# [Exercices à faire]
1 – D'après l'extrait sur Fukushima, dans quel rayon autour de la centrale le gouvernement japonais a-t-il fait évacuer les populations ?
2 – Prolongez le texte sur Fukushima et la sécurité nucléaire à partir de sa dernière phrase.

# [Extrait à lire]
Par précaution, le gouvernement japonais a décidé d’évacuer les populations habitant dans un rayon de 20 kilomètres autour de la centrale. C’est sans doute insuffisant – les Etats-Unis recommandaient d’étendre ce périmètre à un rayon de 80 kilomètres autour de la centrale. Après la catastrophe de Tchernobyl, on avait évacué les populations vivant dans un rayon de 50 kilomètres autour du réacteur, et notamment la totalité de la ville de Pripyat. J’ignore quelle forme de compensation ces populations recevront, si elles en reçoivent une. Une chose est certaine en revanche : ces gens ne rentreront jamais chez eux. Les particules de césium 137 qui ont été rejetées par la centrale restent radioactives pendant 30 ans. Comme les évacués de Tchernobyl, les évacués de Fukushima sont condamnés à refaire leur vie ailleurs. Et je doute fort qu’on les ait avertis de cela quand on a procédé à leur évacuation – c’était courir le risque qu’ils ne veuillent pas partir.

Les Etats ont pourtant un devoir d’informer leurs populations dans ce genre de situation. L’ironie du sort veut qu’ils aient pris cet engagement à Kobe, au Japon, en janvier 2005. Ce devoir d’information est réaffirmé dans les principes directeurs sur la protection des droits de l’homme dans les situations de catastrophes naturelles, publiés au début de cette année par le Comité Permanent Inter-Agences (IASC).

Si je mentionne ceci, ce n’est certainement pas pour accabler le gouvernement japonais, mais parce que je pense qu’il est utile de s’interroger sur la conception que les Etats occidentaux se font de leur devoir d’information en matière de sécurité nucléaire. Dès qu’il s’agit de sécurité nucléaire, le devoir d’informer devient vite une obligation de rassurer, quitte confine parfois au mensonge éhonté.

Dès l’annonce du désastre, ministres et industriels se sont précipités, en France et ailleurs, pour minorer l’ « incident » et rassurer populations et actionnaires. Dans un pathétique concours de rhétorique des superlatifs, chacun assurait que son parc nucléaire était « le plus sûr du monde », dans lequel une catastrophe comme celle de Fukushima « n’aurait jamais pu se produire ».

Qui peut croire un seul instant ces mensonges ? Qui peut croire que le gouvernement japonais aurait mis en service la centrale de Fukushima, s’il avait pu prévoir le tremblement de terre du 11 mars ? Qui aurait pu prédire, au début de la construction de la central de Tchernobyl en 1970, à une époque à l’URSS envoyait dans l’espace le Spoutnik et Youri Gagarine, l’état de délabrement et de déréliction dans laquelle elle se trouverait en 1986 ? Qui pouvait croire, une fois la catastrophe avérée, que le nuage radioactif qui recouvrait l’Europe s’arrêterait comme par magie aux frontières de la France ? Qui peut encore croire, aujourd’hui, à ces parcs nucléaires « les plus sûrs du monde », à l’impossibilité de la catastrophe ?

# [Matériel]
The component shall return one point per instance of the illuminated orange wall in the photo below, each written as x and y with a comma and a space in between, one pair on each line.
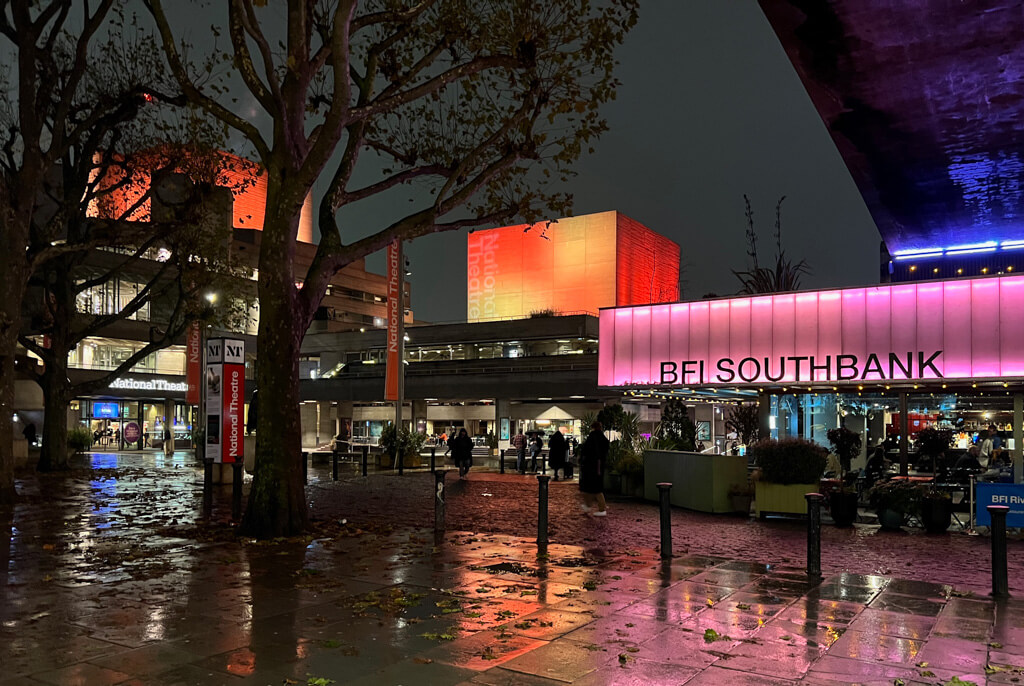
576, 264
248, 186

# [Corrigé des exercices]
1 – Dans un rayon de 20 kilomètres autour de la centrale.

2 –
Si les Etats mentent si souvent à leurs citoyens en matière de sécurité nucléaire, ce n’est pas seulement à cause des intérêts économiques considérables qui sont en jeu. C’est aussi, je crois, pour masquer le fait qu’ils ont souvent failli à leur devoir premier, qui est la raison d’être de leur existence : celui de protéger leurs citoyens.

Et en effet, qu’apprend-on aujourd’hui ? Que la Suisse, l’Allemagne, et d’autres, sont pris de remords, et suspendent leur programme nucléaire pour revoir les procédures de sécurité. Que le gouverneur de l’Etat de New York, Mario Cuomo, veut fermer la centrale d’Indian Point, parce qu’elle est construite sur une faille sismique. Que la centrale de Diablo Canyon, en Californie, ne dispose pas d’un plan de secours en cas de tremblement de terre. Que parmi les prochains candidats à l’acquisition de centrales nucléaires, on trouve le Chili, qui a enregistré l’an dernier l’un des plus forts tremblements de terre de l’Histoire, ou le Bangladesh, sujet non seulement aux tremblements de terre, mais aussi à des inondations récurrentes et catastrophiques, qui seront demain aggravées sous l’effet du changement climatique.

Trop souvent, l’Etat a manqué à son devoir de protéger. Les centrales nucléaires apparaissent aujourd’hui bien vulnérables et fragiles face aux catastrophes et au terrorisme, sans même aborder la question des déchets. Plus largement, le simple recours à l’énergie nucléaire constitue-t-il, pour l’Etat, un manquement à son devoir de protection ? C’est, au fond, la question que beaucoup posent aujourd’hui.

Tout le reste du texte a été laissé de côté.